Print the material below line for line, without changing anything. Omit the pictures from your output.

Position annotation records
------------------------------

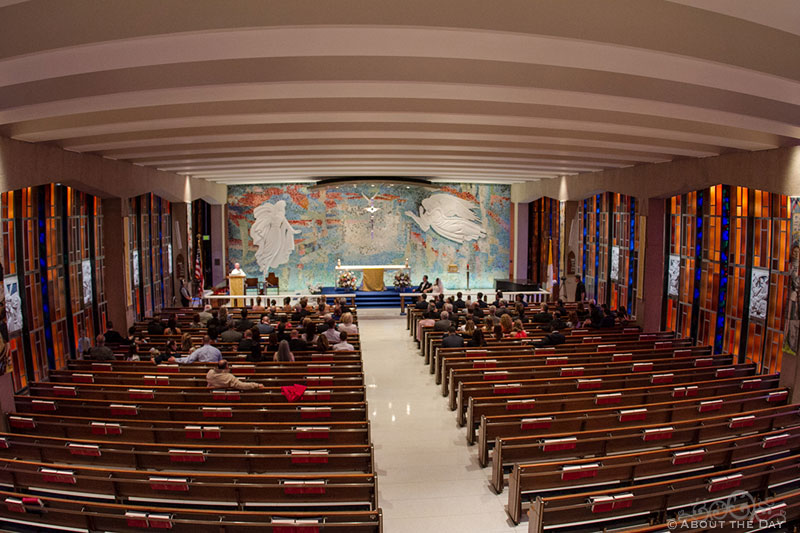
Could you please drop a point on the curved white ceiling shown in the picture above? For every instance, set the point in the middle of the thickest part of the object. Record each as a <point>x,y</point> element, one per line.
<point>467,90</point>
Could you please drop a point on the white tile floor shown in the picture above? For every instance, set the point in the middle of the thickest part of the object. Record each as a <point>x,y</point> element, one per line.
<point>428,477</point>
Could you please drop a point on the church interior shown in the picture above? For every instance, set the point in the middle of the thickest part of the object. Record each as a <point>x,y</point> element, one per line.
<point>381,266</point>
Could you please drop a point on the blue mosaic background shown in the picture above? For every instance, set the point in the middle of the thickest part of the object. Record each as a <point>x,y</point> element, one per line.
<point>333,225</point>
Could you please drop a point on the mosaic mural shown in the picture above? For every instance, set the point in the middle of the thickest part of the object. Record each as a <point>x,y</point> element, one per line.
<point>369,225</point>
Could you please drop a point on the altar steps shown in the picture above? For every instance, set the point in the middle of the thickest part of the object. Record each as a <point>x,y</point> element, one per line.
<point>373,299</point>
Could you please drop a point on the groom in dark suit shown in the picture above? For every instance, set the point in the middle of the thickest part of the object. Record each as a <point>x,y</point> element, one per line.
<point>425,286</point>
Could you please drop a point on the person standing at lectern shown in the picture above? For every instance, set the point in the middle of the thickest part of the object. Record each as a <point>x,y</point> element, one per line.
<point>186,297</point>
<point>425,286</point>
<point>580,289</point>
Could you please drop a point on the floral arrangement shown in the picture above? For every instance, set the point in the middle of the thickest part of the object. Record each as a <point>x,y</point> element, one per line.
<point>347,280</point>
<point>314,289</point>
<point>402,280</point>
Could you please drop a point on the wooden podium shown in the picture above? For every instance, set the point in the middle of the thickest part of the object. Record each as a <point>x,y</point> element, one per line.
<point>236,288</point>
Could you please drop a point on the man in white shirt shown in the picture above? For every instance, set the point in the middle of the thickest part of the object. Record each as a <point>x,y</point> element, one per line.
<point>343,345</point>
<point>204,354</point>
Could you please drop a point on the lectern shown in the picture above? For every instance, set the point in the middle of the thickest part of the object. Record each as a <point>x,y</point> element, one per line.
<point>236,288</point>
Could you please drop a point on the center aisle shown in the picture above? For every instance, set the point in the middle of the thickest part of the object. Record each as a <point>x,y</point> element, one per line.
<point>428,478</point>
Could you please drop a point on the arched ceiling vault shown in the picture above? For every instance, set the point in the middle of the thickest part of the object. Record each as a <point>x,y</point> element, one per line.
<point>466,90</point>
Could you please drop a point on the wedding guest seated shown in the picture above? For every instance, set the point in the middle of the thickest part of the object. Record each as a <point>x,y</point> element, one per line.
<point>544,316</point>
<point>518,330</point>
<point>432,312</point>
<point>214,321</point>
<point>520,299</point>
<point>264,326</point>
<point>84,344</point>
<point>186,343</point>
<point>554,338</point>
<point>438,287</point>
<point>493,314</point>
<point>310,333</point>
<point>343,345</point>
<point>581,312</point>
<point>296,344</point>
<point>444,323</point>
<point>347,324</point>
<point>205,315</point>
<point>205,354</point>
<point>322,344</point>
<point>478,339</point>
<point>425,286</point>
<point>172,327</point>
<point>247,342</point>
<point>244,323</point>
<point>323,326</point>
<point>157,357</point>
<point>112,336</point>
<point>221,378</point>
<point>134,339</point>
<point>101,352</point>
<point>258,308</point>
<point>429,320</point>
<point>498,332</point>
<point>609,320</point>
<point>272,342</point>
<point>502,308</point>
<point>558,322</point>
<point>231,335</point>
<point>452,339</point>
<point>331,333</point>
<point>284,353</point>
<point>595,316</point>
<point>481,301</point>
<point>506,323</point>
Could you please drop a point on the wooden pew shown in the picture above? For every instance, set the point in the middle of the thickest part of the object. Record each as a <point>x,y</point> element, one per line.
<point>231,410</point>
<point>56,514</point>
<point>529,480</point>
<point>469,358</point>
<point>116,393</point>
<point>640,502</point>
<point>776,513</point>
<point>597,383</point>
<point>498,405</point>
<point>548,446</point>
<point>232,490</point>
<point>194,381</point>
<point>543,367</point>
<point>189,457</point>
<point>503,426</point>
<point>216,432</point>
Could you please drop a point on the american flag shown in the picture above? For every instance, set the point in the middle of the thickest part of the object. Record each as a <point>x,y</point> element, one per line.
<point>198,272</point>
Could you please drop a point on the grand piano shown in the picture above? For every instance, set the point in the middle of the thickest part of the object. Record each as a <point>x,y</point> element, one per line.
<point>516,285</point>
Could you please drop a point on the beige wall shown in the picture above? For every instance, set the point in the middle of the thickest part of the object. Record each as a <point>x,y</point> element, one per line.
<point>25,165</point>
<point>775,171</point>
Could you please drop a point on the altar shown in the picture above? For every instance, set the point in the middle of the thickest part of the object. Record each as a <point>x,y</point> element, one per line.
<point>372,274</point>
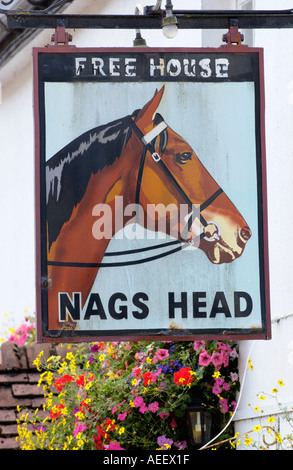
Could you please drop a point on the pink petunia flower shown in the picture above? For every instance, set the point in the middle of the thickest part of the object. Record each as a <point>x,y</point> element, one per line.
<point>80,428</point>
<point>204,358</point>
<point>162,354</point>
<point>114,446</point>
<point>138,401</point>
<point>122,416</point>
<point>143,408</point>
<point>154,407</point>
<point>198,344</point>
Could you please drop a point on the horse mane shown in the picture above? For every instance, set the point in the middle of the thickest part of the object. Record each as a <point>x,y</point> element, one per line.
<point>68,172</point>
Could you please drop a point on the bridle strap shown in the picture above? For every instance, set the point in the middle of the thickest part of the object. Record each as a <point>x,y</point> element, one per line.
<point>148,146</point>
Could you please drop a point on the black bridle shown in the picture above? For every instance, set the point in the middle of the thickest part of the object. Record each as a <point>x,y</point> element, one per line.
<point>149,142</point>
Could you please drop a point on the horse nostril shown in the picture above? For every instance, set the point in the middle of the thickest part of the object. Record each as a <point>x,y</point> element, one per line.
<point>245,233</point>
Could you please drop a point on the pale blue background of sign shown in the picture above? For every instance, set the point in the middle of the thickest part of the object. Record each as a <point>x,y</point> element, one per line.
<point>218,121</point>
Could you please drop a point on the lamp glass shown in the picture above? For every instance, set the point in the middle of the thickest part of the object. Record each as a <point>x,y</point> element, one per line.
<point>200,422</point>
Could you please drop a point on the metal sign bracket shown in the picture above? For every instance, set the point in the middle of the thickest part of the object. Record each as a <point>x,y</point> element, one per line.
<point>233,36</point>
<point>61,37</point>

------------------------------

→ Response to the task
Could you please drop a point on the curved white ceiling shown in the picture above? For every instance, set the point in the middle of the thickest part of the object. Record each as a <point>x,y</point> element, one per line.
<point>467,90</point>
Could you please drop a point on the white tile floor shown in the picture above? For every instance, set the point in the middle of the thickest part of the object. Record each as a <point>x,y</point> element, one per line.
<point>428,477</point>
Could you please drop a point on the church interior shown in the picture above? For every instance, set the point in the middle of the thickest part of the object. Record each as a <point>x,y</point> element, one per line.
<point>381,266</point>
Could you please drop a point on the blue mosaic background shown in the picture above? For every instance, set the point in the middle of the thickest part of the object. Record each as a <point>x,y</point> element, one per line.
<point>333,225</point>
Could you please drop a point on the mosaic mural shown in the picture above? For every instance, set the point in the middle of the thickest part of the object. Record each as a <point>x,y</point> element, one per line.
<point>369,225</point>
Could you please drop a point on the altar steps shown in the picture above? For every instance, set the point in the middle of the thickest part of the object. Record each as a <point>x,y</point> element, one per line.
<point>373,299</point>
Could you please drop a point on the groom in dark suit shown in the picture above? For every instance, set the point in the middle of the thickest part of the object. Record each as a <point>x,y</point> element, one per line.
<point>425,286</point>
Could you please drop a point on the person standing at lectern shown in the picture above? For every instance, set the point in the middle of the thickest part of the object. Record each as a <point>x,y</point> element, one per line.
<point>186,297</point>
<point>425,286</point>
<point>580,289</point>
Could you please drop a point on the floral arrangement shown in the picture above? For every instance, set the point in the middle of the thickest part of the object. Record each as a <point>x,y</point> element, one per line.
<point>347,280</point>
<point>314,289</point>
<point>402,280</point>
Could you please drop a point on the wooden podium shown in the picture above? For every instance, set the point in the middle of the thickest part of the object. Record each as a <point>x,y</point> element, one per line.
<point>236,288</point>
Could you please drop a point on the man in white shirt shown in the picture above? For every instance, set the point in the middle of the thickest part of the object. Record each as a <point>x,y</point> element, one per line.
<point>343,345</point>
<point>204,354</point>
Could you please drop a point on the lectern shown in the picture above? For every instance, set the point in the middle of the thickest part of the object. Record each as a <point>x,y</point> element, one per line.
<point>236,288</point>
Could you please drop a point on the center aisle shown in the picture above? For every instance, set the point in the middle of the thickest part of the object. Record each as a <point>x,y</point> element, one per line.
<point>428,478</point>
Could you please drop a point on the arched ceiling vault shown in the picture above? For every instance, set the point in the middle of the thickest part of the object. Record each as a <point>x,y</point> element, one per line.
<point>466,90</point>
Could you please drop a point on the wedding guest seated shown in the picture above? For every instance, set the point in the middle of the thickest part of the object. Record each as a <point>x,y</point> element, one per line.
<point>544,316</point>
<point>518,330</point>
<point>432,312</point>
<point>214,321</point>
<point>520,299</point>
<point>264,326</point>
<point>84,344</point>
<point>186,343</point>
<point>554,338</point>
<point>438,287</point>
<point>493,314</point>
<point>310,333</point>
<point>343,345</point>
<point>581,312</point>
<point>296,344</point>
<point>444,323</point>
<point>347,324</point>
<point>205,315</point>
<point>205,354</point>
<point>322,344</point>
<point>478,339</point>
<point>425,286</point>
<point>172,327</point>
<point>247,342</point>
<point>244,323</point>
<point>323,326</point>
<point>157,357</point>
<point>112,336</point>
<point>221,378</point>
<point>134,339</point>
<point>101,352</point>
<point>258,308</point>
<point>429,320</point>
<point>498,332</point>
<point>609,320</point>
<point>272,342</point>
<point>502,308</point>
<point>558,322</point>
<point>231,335</point>
<point>452,339</point>
<point>331,333</point>
<point>284,353</point>
<point>595,316</point>
<point>481,301</point>
<point>506,323</point>
Could you please drop a point on the wooden pew shown in the picture above? For every instance, set the point in the middle of the thickest part of the object. Record each as a <point>x,y</point> element, one per line.
<point>231,410</point>
<point>56,514</point>
<point>529,480</point>
<point>469,358</point>
<point>116,393</point>
<point>640,502</point>
<point>776,513</point>
<point>597,383</point>
<point>498,405</point>
<point>548,446</point>
<point>232,490</point>
<point>194,381</point>
<point>543,367</point>
<point>189,457</point>
<point>503,426</point>
<point>216,432</point>
Could you please drop a point on the american flag shown in the picture above? For every instance, set the point in the middle of the thickest part of the object. Record each as a <point>x,y</point> element, one per line.
<point>198,272</point>
Could you please drop a point on the grand piano shown in the picture above? For every instance, set the point in the middle of the thickest part of the object. Record each as a <point>x,y</point> element, one per line.
<point>516,285</point>
Could you please drop a point on the beige wall shown in the picture above? For every instance, set the point in the middle of the thickest part of the object. Record each as a <point>x,y</point> element, one per line.
<point>25,165</point>
<point>775,171</point>
Could you please drop a point on the altar shown in the picture above? For every instance, set the point in the middle of the thickest part of the object. Record each as a <point>x,y</point> element, one per line.
<point>372,274</point>
Could you please drop a point on the pink petunia flower shown in the picture above? For every instance, set the point in the middle of the thickest part of the object. Record each as a <point>x,y</point> element, one per line.
<point>80,428</point>
<point>204,358</point>
<point>162,354</point>
<point>114,446</point>
<point>138,401</point>
<point>122,416</point>
<point>143,408</point>
<point>154,407</point>
<point>198,344</point>
Could you please drop a point on the horse mane shown in the picture above? For every instance, set the point in the middle of the thickest part of the object. Record each as a <point>x,y</point> element, one per line.
<point>68,172</point>
Could you please drop a point on the bridle strap shown in the picture above? For every instance, set the point in the middle of the thickest part of the object. Record each as a <point>x,y</point> element, one per line.
<point>148,146</point>
Could you please drop a point on the black bridle shown in the picture above? For every instance, set the point in the middle of the thickest part of the object. Record each as a <point>x,y</point> element, one per line.
<point>149,142</point>
Could you please drop a point on the horse nostril shown in the picture above? For every instance, set the point in the middle of the thickest part of the object. Record each as a <point>x,y</point> element, one per line.
<point>245,233</point>
Could you please drop a point on the pale blue background of sign shown in the picture above? For every instance, set the point in the middle of the thickest part of the object. Record each as a <point>x,y</point> element, one per line.
<point>218,121</point>
Could you please drop a point on the lamp glass shown in the picture above? For every instance, set the point in the middle of the thickest part of the object. Record each as a <point>x,y</point> element, one per line.
<point>200,422</point>
Could you please drop a point on the metal sign bracket shown in the picture above? For every instance, set the point in the middle of the thickest part of the object. Record each as a <point>x,y</point> element, one per line.
<point>233,36</point>
<point>61,37</point>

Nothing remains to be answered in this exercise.